Supplied text -

:::::

What are eating disorders?
An eating disorder is an illness that causes serious disturbances to your everyday diet, such as eating extremely small amounts of food or severely overeating or binge eating.
A person with an eating disorder may have started out just eating smaller or larger amounts of food, but at some point, the urge to eat less or more spiraled out of control.
Severe distress or obsessive concern about body weight or shape may also characterize an eating disorder.
Eating disorders frequently appear during the teen years or young adulthood but may also develop during childhood or later in life. Eating disorders affect both men and women.
What are the different types of eating disorders?
Anorexia nervosa
Anorexia nervosa is characterized by:
- Extreme thinness (emaciation)
- A relentless pursuit of thinness and unwillingness or inability to maintain a normal or healthy weight
- Intense fear of gaining weight
- Distorted body image, a self-esteem that is heavily influenced by perceptions of body weight and shape, or a denial of the seriousness of low body weight
- Lack of menstruation among girls and women
- Extremely restricted eating.

:::::

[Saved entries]
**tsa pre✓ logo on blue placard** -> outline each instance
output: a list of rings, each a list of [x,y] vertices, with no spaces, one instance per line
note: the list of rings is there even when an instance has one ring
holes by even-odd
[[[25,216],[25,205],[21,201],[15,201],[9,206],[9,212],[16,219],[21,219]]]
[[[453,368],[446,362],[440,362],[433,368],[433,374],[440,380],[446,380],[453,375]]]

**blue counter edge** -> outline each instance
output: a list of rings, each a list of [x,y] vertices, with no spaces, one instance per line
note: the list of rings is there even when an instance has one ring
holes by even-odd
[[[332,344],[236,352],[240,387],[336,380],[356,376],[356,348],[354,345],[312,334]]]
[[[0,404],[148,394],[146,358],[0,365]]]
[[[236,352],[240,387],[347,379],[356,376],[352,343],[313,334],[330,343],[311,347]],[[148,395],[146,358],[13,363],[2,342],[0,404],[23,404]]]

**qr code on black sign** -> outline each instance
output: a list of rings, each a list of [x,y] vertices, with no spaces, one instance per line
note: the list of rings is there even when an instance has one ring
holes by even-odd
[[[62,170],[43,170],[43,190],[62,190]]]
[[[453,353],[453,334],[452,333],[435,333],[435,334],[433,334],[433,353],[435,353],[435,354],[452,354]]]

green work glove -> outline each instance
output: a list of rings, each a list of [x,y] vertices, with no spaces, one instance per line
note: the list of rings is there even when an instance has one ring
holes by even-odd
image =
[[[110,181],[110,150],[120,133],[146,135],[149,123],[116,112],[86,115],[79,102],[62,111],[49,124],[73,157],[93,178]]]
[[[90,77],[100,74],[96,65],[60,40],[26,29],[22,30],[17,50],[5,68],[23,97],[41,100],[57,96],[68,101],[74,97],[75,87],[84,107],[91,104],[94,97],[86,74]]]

:::::

Questions -
1 - Translate this sentence from the text on eating disorders into Spanish: "Severe distress or obsessive concern about body weight or shape may also characterize an eating disorder."
2 - List every characteristic of anorexia nervosa given in the text on eating disorders.
3 - According to the text on eating disorders, during which periods of life do eating disorders frequently appear?

Solutions to the exercise -
1 - La angustia intensa o la preocupación obsesiva por el peso o la forma del cuerpo también pueden caracterizar un trastorno alimentario.

2 -
- Extreme thinness (emaciation)
- A relentless pursuit of thinness and unwillingness or inability to maintain a normal or healthy weight
- Intense fear of gaining weight
- Distorted body image, a self-esteem that is heavily influenced by perceptions of body weight and shape, or a denial of the seriousness of low body weight
- Lack of menstruation among girls and women
- Extremely restricted eating

3 - They frequently appear during the teen years or young adulthood.